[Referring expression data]
_ _ _

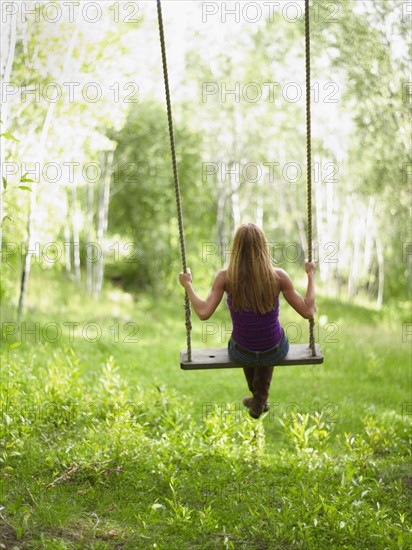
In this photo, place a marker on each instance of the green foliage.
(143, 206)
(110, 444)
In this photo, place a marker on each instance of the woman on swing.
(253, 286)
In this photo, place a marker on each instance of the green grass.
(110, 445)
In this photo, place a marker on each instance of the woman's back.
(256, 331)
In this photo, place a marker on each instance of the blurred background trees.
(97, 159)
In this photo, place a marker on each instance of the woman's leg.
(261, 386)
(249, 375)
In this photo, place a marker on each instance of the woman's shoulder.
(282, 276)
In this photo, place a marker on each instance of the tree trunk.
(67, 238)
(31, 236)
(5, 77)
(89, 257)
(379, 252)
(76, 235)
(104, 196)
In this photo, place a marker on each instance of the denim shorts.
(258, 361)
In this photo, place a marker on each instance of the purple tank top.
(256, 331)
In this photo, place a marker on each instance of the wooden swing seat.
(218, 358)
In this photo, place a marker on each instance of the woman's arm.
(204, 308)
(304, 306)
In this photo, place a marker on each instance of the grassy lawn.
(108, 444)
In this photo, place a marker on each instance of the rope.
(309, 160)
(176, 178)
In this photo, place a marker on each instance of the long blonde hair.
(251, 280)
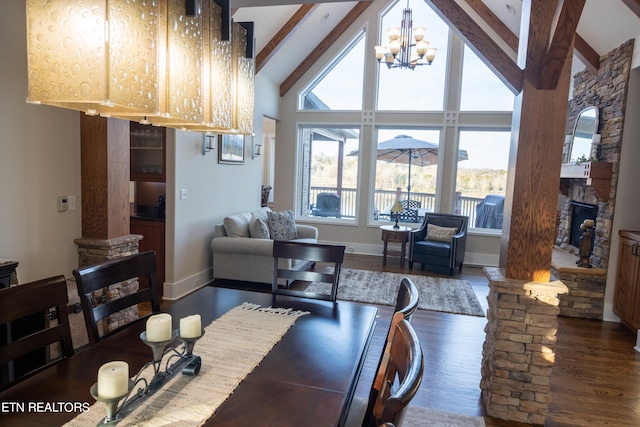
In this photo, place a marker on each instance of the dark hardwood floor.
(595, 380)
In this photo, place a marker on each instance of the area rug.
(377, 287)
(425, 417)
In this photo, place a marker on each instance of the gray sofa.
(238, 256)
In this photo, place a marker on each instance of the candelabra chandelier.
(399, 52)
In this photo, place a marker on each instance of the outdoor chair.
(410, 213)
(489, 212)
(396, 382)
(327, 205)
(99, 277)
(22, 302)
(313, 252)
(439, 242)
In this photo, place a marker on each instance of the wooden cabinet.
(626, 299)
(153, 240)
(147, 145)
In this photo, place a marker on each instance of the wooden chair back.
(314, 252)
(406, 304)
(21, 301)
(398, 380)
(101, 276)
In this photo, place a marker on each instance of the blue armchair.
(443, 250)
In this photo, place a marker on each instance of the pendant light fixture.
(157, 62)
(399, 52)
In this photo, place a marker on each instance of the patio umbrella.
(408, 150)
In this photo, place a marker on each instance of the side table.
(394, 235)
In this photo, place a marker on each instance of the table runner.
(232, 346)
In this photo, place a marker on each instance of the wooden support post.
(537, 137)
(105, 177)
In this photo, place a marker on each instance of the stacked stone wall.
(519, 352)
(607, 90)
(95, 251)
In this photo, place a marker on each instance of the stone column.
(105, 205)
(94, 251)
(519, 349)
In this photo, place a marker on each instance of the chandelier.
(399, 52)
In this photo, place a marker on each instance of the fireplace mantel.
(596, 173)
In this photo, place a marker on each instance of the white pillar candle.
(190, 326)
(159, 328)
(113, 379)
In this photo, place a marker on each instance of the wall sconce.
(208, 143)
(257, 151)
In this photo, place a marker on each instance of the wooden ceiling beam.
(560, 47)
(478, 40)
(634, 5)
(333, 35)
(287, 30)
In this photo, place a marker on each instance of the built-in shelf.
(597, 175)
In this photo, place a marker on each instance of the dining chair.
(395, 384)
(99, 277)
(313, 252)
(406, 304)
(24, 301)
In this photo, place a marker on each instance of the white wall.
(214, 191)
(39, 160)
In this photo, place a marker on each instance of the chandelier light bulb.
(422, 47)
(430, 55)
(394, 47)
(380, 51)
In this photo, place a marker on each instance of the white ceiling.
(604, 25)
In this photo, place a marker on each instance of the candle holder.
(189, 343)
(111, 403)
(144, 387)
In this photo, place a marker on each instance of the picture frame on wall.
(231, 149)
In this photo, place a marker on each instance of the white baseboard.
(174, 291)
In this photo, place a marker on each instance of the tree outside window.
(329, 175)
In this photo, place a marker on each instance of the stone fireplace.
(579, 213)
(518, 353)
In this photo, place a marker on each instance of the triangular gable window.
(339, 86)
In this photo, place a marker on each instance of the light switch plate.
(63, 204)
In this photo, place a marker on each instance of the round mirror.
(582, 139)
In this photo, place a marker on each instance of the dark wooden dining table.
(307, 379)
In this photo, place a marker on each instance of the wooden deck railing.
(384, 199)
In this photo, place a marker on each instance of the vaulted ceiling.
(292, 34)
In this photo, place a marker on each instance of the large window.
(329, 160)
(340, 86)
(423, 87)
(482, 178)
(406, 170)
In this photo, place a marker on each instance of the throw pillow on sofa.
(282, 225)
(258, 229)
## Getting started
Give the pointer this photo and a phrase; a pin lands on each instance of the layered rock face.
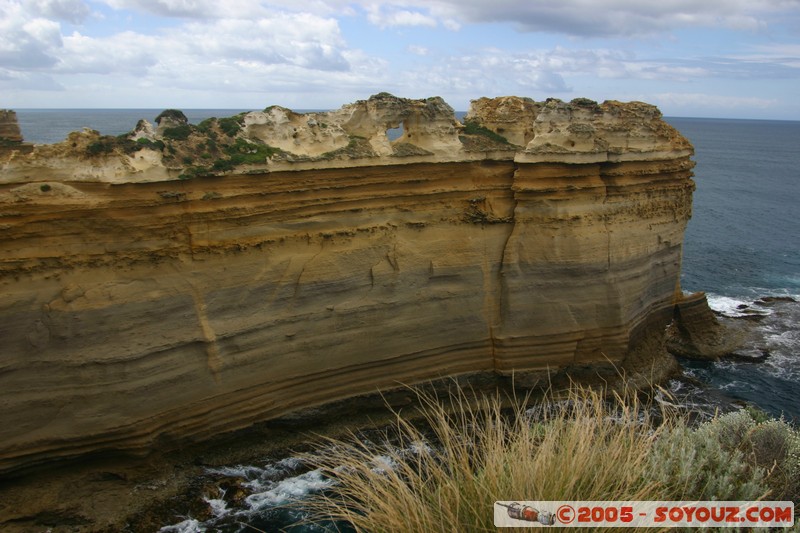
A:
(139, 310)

_ _ _

Return the records above verbatim, leaving out images.

In this photo, place a marker on each instance of the green foliage.
(143, 206)
(110, 444)
In this photo, place a marker on each instance of the woman on swing.
(253, 286)
In this photo, place a marker on each instance of the green grass.
(110, 445)
In this photo, place a marker on each instance of the woman's back.
(256, 331)
In this photo, place a marker on each instance of the blurred background trees.
(97, 159)
In this photo, place a marker on each instance of the woman's leg.
(261, 386)
(249, 375)
In this photo, place a marker on each instance of the woman's shoulder.
(282, 276)
In this photo, place a marker on each instance of the tree trunk.
(67, 238)
(31, 236)
(5, 77)
(89, 257)
(379, 252)
(76, 235)
(104, 196)
In this photo, place a marker on each instance of the denim shorts.
(258, 361)
In this photo, place a marker on each instance of the purple tank top.
(256, 331)
In this photo, place a marker on each instance of the wooden swing seat.
(218, 358)
In this photo, place a marker on each instance of the woman's arm.
(204, 308)
(304, 306)
In this photo, place a marker on each instance of the grassy lawn.
(108, 444)
In this photo, place a marker on each instance of the rope.
(309, 160)
(176, 178)
In this photo, place a marker on each instance of the long blonde hair.
(251, 280)
In this photo, place a marker on each instance of the dark hardwood floor.
(595, 380)
In this photo, place a marker on each instance of the area rug.
(377, 287)
(425, 417)
In this photo, place a marker on each instance of the gray sofa.
(238, 256)
In this photo, place a marker on each instance of the candelabra chandelier.
(399, 52)
In this photo, place a marker on each instance of the outdoor chair.
(410, 213)
(489, 212)
(396, 382)
(327, 205)
(99, 277)
(22, 302)
(313, 252)
(439, 242)
In this photo, place a marker on each instance of the wooden cabinet.
(626, 299)
(153, 240)
(147, 145)
In this photo, place a marker on each instance of the wooden chair back.
(314, 252)
(406, 304)
(21, 301)
(398, 380)
(101, 276)
In this photo, place a marker on each instance of the blue armchair.
(443, 250)
In this photo, place a marker on each instance of the pendant light fixture.
(157, 62)
(399, 52)
In this photo, place a marker on each instance of the patio umbrella.
(408, 150)
In this photo, place a marker on each instance of the side table.
(394, 235)
In this photo, place a marker on each instance of the table runner.
(232, 346)
In this photo, place a marker on each instance of the wooden support post.
(537, 137)
(105, 177)
In this photo, place a marker on each instance of the stacked stone wall.
(519, 352)
(607, 90)
(95, 251)
In this photo, place a marker on each instance of the stone column.
(105, 205)
(94, 251)
(519, 349)
In this photo, place a marker on each instance of the chandelier.
(399, 52)
In this photo, place a marker on each instance of the fireplace mantel.
(596, 173)
In this photo, place a marker on each instance of the white pillar candle.
(190, 326)
(159, 328)
(113, 379)
In this photo, place a marker on each instance of the wall sconce.
(208, 143)
(257, 151)
In this photo, place a marker on each instance of the wooden ceiling beam.
(560, 47)
(478, 40)
(634, 5)
(333, 35)
(287, 30)
In this photo, place a marker on each instance of the built-in shelf.
(597, 175)
In this photo, place a marker on each instance of the dining chair.
(395, 384)
(99, 277)
(313, 252)
(406, 304)
(24, 301)
In this photo, place a marker on each instance of the white wall.
(214, 191)
(39, 160)
In this photo, place a marker on each instance of the chandelier light bulb.
(422, 47)
(430, 55)
(394, 47)
(380, 51)
In this photo, place a marker on each instance of the white ceiling.
(604, 25)
In this photo, place a marker on each instance of the candle holder.
(189, 343)
(111, 403)
(144, 387)
In this photo, place a marker on each instance of the picture frame on wall.
(231, 149)
In this photo, place a marker on each instance of the white baseboard.
(174, 291)
In this photo, place a marker on each instance of the tree outside window.
(329, 175)
In this photo, place a marker on each instance of the stone fireplace.
(579, 213)
(518, 353)
In this photo, place a marker on each instance of the triangular gable window.
(339, 86)
In this photo, place a marker on each instance of the light switch plate.
(63, 204)
In this photo, place a marker on each instance of the round mirror.
(582, 139)
In this photo, place a marker on each instance of the dark wooden dining table.
(307, 379)
In this photo, place a marker on each instance of the wooden deck railing.
(384, 199)
In this photo, place a marker on each instance of the vaulted ceiling.
(292, 34)
In this photo, place a marker on each instance of the large window.
(329, 160)
(340, 86)
(423, 87)
(482, 178)
(406, 170)
In this photo, place a marker on each instance of the throw pillow on sofa.
(282, 225)
(258, 229)
## Getting started
Give the pointer this photo and a phrase; a pin lands on each instance of the layered rock face.
A:
(139, 310)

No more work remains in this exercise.